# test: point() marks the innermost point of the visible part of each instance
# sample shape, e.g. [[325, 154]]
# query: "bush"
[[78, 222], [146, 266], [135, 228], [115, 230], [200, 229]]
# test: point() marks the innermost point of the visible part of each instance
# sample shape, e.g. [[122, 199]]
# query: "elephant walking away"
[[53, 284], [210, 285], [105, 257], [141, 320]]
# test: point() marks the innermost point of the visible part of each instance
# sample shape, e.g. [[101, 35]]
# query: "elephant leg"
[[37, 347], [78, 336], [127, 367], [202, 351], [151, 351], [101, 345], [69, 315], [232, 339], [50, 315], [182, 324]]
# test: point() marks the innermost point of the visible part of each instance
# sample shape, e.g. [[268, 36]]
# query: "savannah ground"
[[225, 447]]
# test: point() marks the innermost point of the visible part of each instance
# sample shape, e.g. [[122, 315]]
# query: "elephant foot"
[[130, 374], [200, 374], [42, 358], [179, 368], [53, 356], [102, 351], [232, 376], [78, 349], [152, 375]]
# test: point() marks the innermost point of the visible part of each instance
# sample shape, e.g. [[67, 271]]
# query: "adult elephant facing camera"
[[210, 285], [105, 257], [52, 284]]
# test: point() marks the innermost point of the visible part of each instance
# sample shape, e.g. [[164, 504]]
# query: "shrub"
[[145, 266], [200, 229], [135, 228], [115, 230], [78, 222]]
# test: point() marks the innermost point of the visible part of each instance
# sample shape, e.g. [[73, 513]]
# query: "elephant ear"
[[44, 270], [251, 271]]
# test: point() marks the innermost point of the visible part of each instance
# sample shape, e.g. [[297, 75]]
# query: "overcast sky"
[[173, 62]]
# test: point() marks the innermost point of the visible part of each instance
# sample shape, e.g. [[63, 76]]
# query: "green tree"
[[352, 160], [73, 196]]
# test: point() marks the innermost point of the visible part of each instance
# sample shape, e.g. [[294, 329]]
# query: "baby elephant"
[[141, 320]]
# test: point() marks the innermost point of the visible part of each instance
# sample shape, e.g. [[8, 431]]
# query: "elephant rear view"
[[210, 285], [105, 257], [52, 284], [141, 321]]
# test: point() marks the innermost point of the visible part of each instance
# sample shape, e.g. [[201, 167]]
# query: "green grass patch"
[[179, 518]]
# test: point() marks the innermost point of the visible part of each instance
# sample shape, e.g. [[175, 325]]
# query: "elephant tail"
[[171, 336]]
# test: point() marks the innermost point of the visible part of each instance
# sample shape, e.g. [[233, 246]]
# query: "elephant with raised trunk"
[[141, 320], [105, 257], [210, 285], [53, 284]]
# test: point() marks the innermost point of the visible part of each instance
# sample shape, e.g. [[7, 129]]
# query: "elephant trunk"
▬▬▬▬▬▬
* _Aim of the exercise_
A verbatim copy of the listing is to be returned in full.

* _Your solution_
# test: point() marks the innermost point of the visible part of each instance
# sample shape, e.g. [[325, 154]]
# query: "bush"
[[78, 222], [146, 266], [135, 228], [115, 230], [200, 229]]
# test: point() marks the innermost point of the visible part of each instance
# sample shape, e.g. [[122, 199]]
# query: "elephant walking away"
[[53, 284], [210, 285], [105, 257], [141, 320]]
# test: point() marks the innermost point of the visible part of each instance
# sample shape, e.g. [[101, 35]]
# query: "elephant leg"
[[37, 347], [78, 336], [127, 367], [202, 351], [151, 351], [101, 345], [69, 315], [232, 339], [50, 315], [182, 324]]
# test: point() marks the innermost point of the visible part of each instance
# sample shape, e.g. [[268, 36]]
# query: "savannah ground"
[[225, 447]]
# test: point() marks the innermost point of the visible part of each instance
# sample shape, e.g. [[122, 315]]
# query: "elephant foot"
[[130, 374], [200, 374], [42, 358], [179, 368], [53, 356], [102, 351], [232, 376], [78, 349], [152, 375]]
# test: point() marks the innermost point of the visible part of each instance
# sample shape, e.g. [[67, 271]]
# query: "adult elephant facing camera"
[[210, 285], [105, 257], [52, 284]]
# test: point() marks the innermost point of the visible part of each instance
# sample shape, e.g. [[164, 504]]
# query: "shrub"
[[145, 266], [200, 229], [135, 228], [115, 230], [78, 222]]
# test: point() marks the innermost point of the visible part of each instance
# sample shape, e.g. [[73, 513]]
# query: "elephant ear"
[[44, 270], [251, 271]]
# test: point() marks the innermost point of the visible part of each instance
# sample shape, e.g. [[297, 75]]
# query: "overcast sky"
[[173, 62]]
# test: point() marks the innermost point of the visible part of each instance
# sample shape, e.g. [[63, 76]]
# query: "green tree"
[[352, 160], [73, 196]]
# test: point() marks the innermost point of the visible part of each instance
# sample shape, e.g. [[294, 329]]
# query: "baby elephant"
[[141, 320]]
# test: point() marks the innermost point of the visible part of each instance
# sample shape, e.g. [[8, 431]]
# query: "elephant rear view"
[[210, 285], [105, 257], [52, 284], [141, 321]]
# test: point() marks the innermost point of the visible part of each instance
# sample shape, e.g. [[201, 167]]
# query: "green grass patch"
[[179, 518]]
# test: point() marks the innermost point of the visible part of each instance
# sample shape, e.g. [[175, 325]]
# query: "elephant tail"
[[171, 336]]
# test: point() marks the innermost point of the visible part of each instance
# sample shape, e.g. [[233, 246]]
# query: "elephant with raised trunk"
[[141, 320], [105, 257], [210, 285], [53, 284]]
# test: point() marks the innermost point of the visible part of each instance
# sample shape, e.g. [[7, 129]]
# query: "elephant trunk"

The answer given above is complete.